* **What needs to be done**: Return the lines below exactly, starting with the line that contains "the bridge arch." and stopping after the last line.

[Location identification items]
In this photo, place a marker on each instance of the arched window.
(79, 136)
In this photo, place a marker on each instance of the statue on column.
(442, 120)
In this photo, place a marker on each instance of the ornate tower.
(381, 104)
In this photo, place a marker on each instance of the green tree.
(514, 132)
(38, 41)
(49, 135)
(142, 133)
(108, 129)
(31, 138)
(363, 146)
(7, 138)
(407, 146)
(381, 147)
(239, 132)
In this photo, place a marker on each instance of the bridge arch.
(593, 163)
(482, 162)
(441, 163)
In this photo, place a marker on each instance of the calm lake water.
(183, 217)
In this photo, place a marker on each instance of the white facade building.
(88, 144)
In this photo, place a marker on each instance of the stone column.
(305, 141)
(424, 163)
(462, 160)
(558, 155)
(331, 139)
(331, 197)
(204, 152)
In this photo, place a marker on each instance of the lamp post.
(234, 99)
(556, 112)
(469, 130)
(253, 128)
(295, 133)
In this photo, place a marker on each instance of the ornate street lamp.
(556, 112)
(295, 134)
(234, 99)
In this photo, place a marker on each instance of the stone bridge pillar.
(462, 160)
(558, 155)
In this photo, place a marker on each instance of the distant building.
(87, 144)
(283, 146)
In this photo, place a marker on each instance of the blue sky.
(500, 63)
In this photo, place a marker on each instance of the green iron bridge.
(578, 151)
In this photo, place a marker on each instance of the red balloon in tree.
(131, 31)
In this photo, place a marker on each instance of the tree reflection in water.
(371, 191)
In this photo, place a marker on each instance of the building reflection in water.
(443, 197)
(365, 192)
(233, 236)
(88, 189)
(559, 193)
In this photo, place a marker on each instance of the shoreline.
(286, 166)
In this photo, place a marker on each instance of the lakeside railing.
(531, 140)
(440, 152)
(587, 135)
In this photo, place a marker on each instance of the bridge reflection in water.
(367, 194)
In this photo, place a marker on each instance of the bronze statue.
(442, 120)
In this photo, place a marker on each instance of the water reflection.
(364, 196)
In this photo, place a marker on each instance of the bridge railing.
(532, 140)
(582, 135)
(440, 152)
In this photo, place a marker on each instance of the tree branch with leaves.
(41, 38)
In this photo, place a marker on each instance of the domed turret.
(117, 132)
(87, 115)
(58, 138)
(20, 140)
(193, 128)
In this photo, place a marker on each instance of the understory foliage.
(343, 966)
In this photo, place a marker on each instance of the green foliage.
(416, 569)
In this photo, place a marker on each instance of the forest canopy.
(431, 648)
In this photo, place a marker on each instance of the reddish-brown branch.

* **Final result**:
In this photo, place a marker on each instance of the bridge arch.
(593, 163)
(482, 162)
(441, 163)
In this photo, place a marker on each instance of the calm lake water.
(183, 217)
In this photo, place a marker on each instance of the white facade building.
(88, 144)
In this photo, place a marker on each instance of the stone column.
(305, 141)
(424, 163)
(462, 160)
(558, 155)
(331, 139)
(331, 197)
(204, 152)
In this photo, place a marker on each instance of the lamp post.
(234, 99)
(556, 112)
(469, 130)
(253, 128)
(295, 133)
In this photo, place a marker on each instance of the ornate street lamp.
(556, 112)
(295, 134)
(234, 99)
In this photo, place a marker on each instance of the stone bridge pillar.
(462, 160)
(558, 155)
In this photo, place a marker on each instance of the distant building.
(87, 144)
(283, 146)
In this photo, place a marker on each instance of the blue sky.
(500, 63)
In this photo, place a marker on each instance of the green iron bridge.
(578, 151)
In this photo, place a marker on each instance of the red balloon in tree.
(131, 31)
In this photo, place a marker on each instance of the tree reflection in water.
(371, 191)
In this photo, place a marker on each instance of the building reflection in water.
(443, 197)
(365, 192)
(233, 236)
(88, 189)
(559, 193)
In this photo, place a marker on each instance of the shoreline.
(286, 166)
In this photo, place a marker on each instance of the lakeside railing.
(531, 140)
(440, 152)
(587, 135)
In this photo, place a marker on each instance of the bridge reflection in water.
(367, 194)
In this photo, place a marker on each instance of the bronze statue.
(442, 120)
In this photo, place a marker on each instance of the water reflection.
(364, 196)
In this photo, place a marker on each instance of the bridge railing.
(532, 140)
(582, 135)
(440, 152)
In this photo, place a marker on each instance of the tree branch with leaves.
(41, 38)
In this photo, place a marker on each instance of the domed turret.
(117, 132)
(87, 115)
(58, 138)
(20, 140)
(193, 128)
In this photo, place a marker on each instance of the understory foliage.
(343, 966)
In this photo, place a marker on each instance of the green foliage.
(416, 569)
In this photo, place a marker on each instance of the forest canopy.
(431, 648)
In this photo, place a marker on each instance of the reddish-brown branch.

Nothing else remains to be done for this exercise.